**YOUR GOAL:** Reproduce exactly the lines from the one containing "mark: pink loudspeaker" through the last line of the records below, both included. Leave out any pictures.

§ §

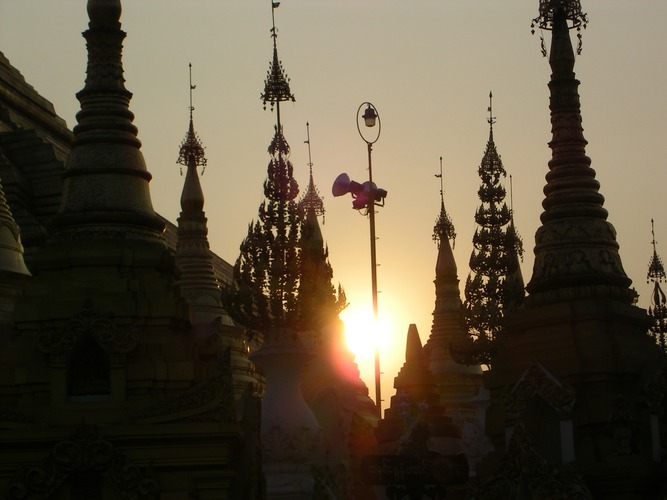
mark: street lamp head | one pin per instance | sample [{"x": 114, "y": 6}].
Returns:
[{"x": 370, "y": 116}]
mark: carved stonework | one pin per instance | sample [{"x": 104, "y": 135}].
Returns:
[
  {"x": 536, "y": 380},
  {"x": 91, "y": 322},
  {"x": 210, "y": 401},
  {"x": 298, "y": 446},
  {"x": 84, "y": 451},
  {"x": 523, "y": 473}
]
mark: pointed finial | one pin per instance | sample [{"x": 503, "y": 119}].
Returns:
[
  {"x": 551, "y": 11},
  {"x": 276, "y": 85},
  {"x": 516, "y": 240},
  {"x": 192, "y": 87},
  {"x": 444, "y": 228},
  {"x": 274, "y": 6},
  {"x": 656, "y": 271},
  {"x": 442, "y": 188},
  {"x": 311, "y": 200},
  {"x": 191, "y": 152},
  {"x": 491, "y": 119},
  {"x": 307, "y": 141}
]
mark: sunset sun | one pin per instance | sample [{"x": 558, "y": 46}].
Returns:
[{"x": 362, "y": 333}]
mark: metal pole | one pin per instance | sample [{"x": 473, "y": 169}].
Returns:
[{"x": 371, "y": 218}]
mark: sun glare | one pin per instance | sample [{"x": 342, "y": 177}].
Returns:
[{"x": 362, "y": 333}]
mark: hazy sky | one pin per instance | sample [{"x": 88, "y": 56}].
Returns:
[{"x": 428, "y": 66}]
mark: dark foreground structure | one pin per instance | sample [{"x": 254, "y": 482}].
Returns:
[{"x": 124, "y": 376}]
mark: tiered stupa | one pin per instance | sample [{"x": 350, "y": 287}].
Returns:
[
  {"x": 105, "y": 389},
  {"x": 658, "y": 307},
  {"x": 459, "y": 386}
]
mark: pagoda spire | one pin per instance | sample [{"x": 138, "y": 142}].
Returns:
[
  {"x": 576, "y": 249},
  {"x": 444, "y": 228},
  {"x": 658, "y": 308},
  {"x": 446, "y": 331},
  {"x": 106, "y": 180},
  {"x": 276, "y": 85},
  {"x": 311, "y": 201},
  {"x": 266, "y": 272},
  {"x": 193, "y": 257}
]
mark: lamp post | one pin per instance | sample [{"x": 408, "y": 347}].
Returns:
[
  {"x": 370, "y": 118},
  {"x": 366, "y": 197}
]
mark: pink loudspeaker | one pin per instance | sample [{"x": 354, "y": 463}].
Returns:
[{"x": 343, "y": 185}]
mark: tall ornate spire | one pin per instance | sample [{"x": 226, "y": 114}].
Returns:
[
  {"x": 446, "y": 331},
  {"x": 658, "y": 308},
  {"x": 487, "y": 292},
  {"x": 192, "y": 250},
  {"x": 276, "y": 85},
  {"x": 576, "y": 251},
  {"x": 444, "y": 228},
  {"x": 266, "y": 272},
  {"x": 106, "y": 181},
  {"x": 311, "y": 201}
]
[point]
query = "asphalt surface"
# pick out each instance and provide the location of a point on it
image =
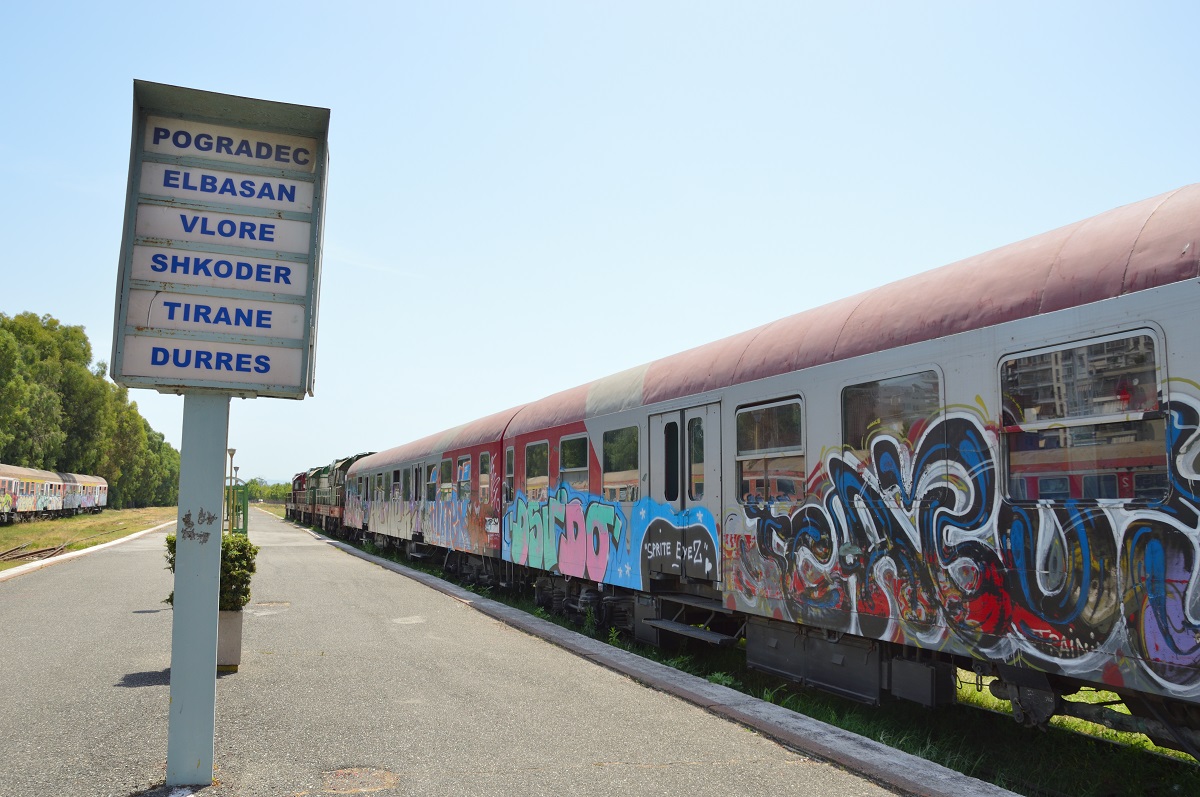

§ §

**TASK RESPONSE:**
mark: pink loudspeaker | one pin per instance | sample [{"x": 354, "y": 463}].
Returns:
[{"x": 343, "y": 185}]
mark: tall ornate spire | one pin per instance | sample [{"x": 226, "y": 114}].
Returns:
[
  {"x": 446, "y": 331},
  {"x": 658, "y": 308},
  {"x": 487, "y": 292},
  {"x": 192, "y": 250},
  {"x": 276, "y": 85},
  {"x": 576, "y": 251},
  {"x": 444, "y": 228},
  {"x": 266, "y": 272},
  {"x": 106, "y": 181},
  {"x": 311, "y": 201}
]
[point]
query = "asphalt surface"
# pick out each instance and provide the location of a point on it
image =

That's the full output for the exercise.